### Excerpt
● ● ● ●
Number of measurements in BindingDB for various targets and target classes.

Figure 2

Histograms of binding affinities (1 M standard concentration), and molecular weights of ligands in BindingDB.

Number of measurements in BindingDB for various targets and target classes. Histograms of binding affinities (1 M standard concentration), and molecular weights of ligands in BindingDB.

WEB INTERFACE: QUERY, DOWNLOAD AND VIRTUAL COMPOUND SCREENING

The BindingDB website provides an increasingly rich set of tools for query, analysis and download of binding data. Search capabilities include queries by target name; ligand name; affinity range; chemical structure, substructure and similarity; and target sequence, via BLAST (14). Query results are presented in a summary table, with the option to drill down to more detail on a given measurement. Available details include citation data, with links to PubMed and the option to retrieve all binding data from the same publication; sequence data and SMILES strings (15,16) and chemical structures. Hyperlinks to the PDB allow easy navigation to structural data for a given ligand, protein or complex. Additional tools also allow the user to build a ‘data set’ which can be downloaded in the form of an MDL SDfile containing chemical structures, target information and affinities. The website also provides web-accessible tools for virtual screening of candidate ligands; we are not aware of any other public website that provides this functionality. The user provides a training set of ligands active against a given target or class of targets, either by using queries to form a BindingDB data set, or by uploading an SDfile from disk. The user then uploads his or her own SDfile of candidate ligands, selects one of three machine-learning methods installed on the BindingDB server, and starts the calculation. The software returns a ranking of the user's candidate ligands, where the top-ranked compounds are most likely to share the activity of the training set of active compounds. The results can be downloaded in the form of an SDfile containing the score of each compound; optionally, the compounds in the SDfile can be ranked according to their scores. The three machine-learning methods are as follows.
● ● ● ●
Stored items:
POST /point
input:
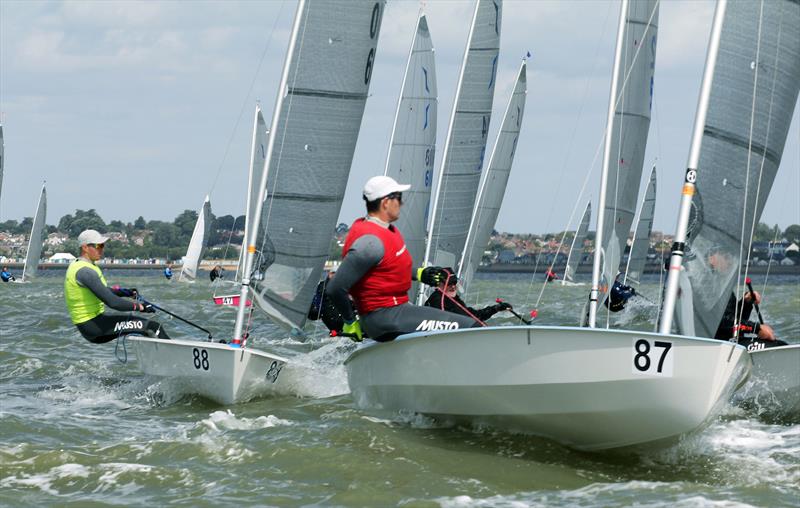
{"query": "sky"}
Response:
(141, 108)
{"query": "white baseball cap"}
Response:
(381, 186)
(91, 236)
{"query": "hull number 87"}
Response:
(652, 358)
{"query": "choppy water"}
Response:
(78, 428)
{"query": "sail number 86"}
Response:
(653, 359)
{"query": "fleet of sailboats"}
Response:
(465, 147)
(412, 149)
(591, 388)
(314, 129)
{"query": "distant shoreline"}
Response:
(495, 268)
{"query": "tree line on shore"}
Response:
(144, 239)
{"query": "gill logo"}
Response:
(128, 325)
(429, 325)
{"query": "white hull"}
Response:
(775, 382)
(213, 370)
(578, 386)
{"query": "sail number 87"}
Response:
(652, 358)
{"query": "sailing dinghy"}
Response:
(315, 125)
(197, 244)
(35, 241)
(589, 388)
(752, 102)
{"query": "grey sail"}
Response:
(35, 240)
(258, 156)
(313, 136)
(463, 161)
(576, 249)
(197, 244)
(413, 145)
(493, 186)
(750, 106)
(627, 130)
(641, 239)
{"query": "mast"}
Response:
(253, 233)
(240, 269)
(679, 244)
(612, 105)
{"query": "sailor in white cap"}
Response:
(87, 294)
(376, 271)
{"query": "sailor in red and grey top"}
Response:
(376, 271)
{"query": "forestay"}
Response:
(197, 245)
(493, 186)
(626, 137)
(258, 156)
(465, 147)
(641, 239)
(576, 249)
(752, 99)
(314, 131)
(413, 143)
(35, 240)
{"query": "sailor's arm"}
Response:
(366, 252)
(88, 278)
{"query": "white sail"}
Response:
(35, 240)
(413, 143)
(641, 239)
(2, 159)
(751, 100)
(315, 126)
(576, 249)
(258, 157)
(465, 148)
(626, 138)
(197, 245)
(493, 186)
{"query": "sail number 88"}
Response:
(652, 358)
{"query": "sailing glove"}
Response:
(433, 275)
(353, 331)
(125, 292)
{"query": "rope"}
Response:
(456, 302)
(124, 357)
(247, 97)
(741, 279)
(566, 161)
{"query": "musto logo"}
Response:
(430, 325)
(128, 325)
● ● ● ●
### Exercise description
According to the excerpt on the BindingDB website, what does the MDL SDfile for a downloaded data set contain? List each item.

### Expected output
- Chemical structures
- Target information
- Affinities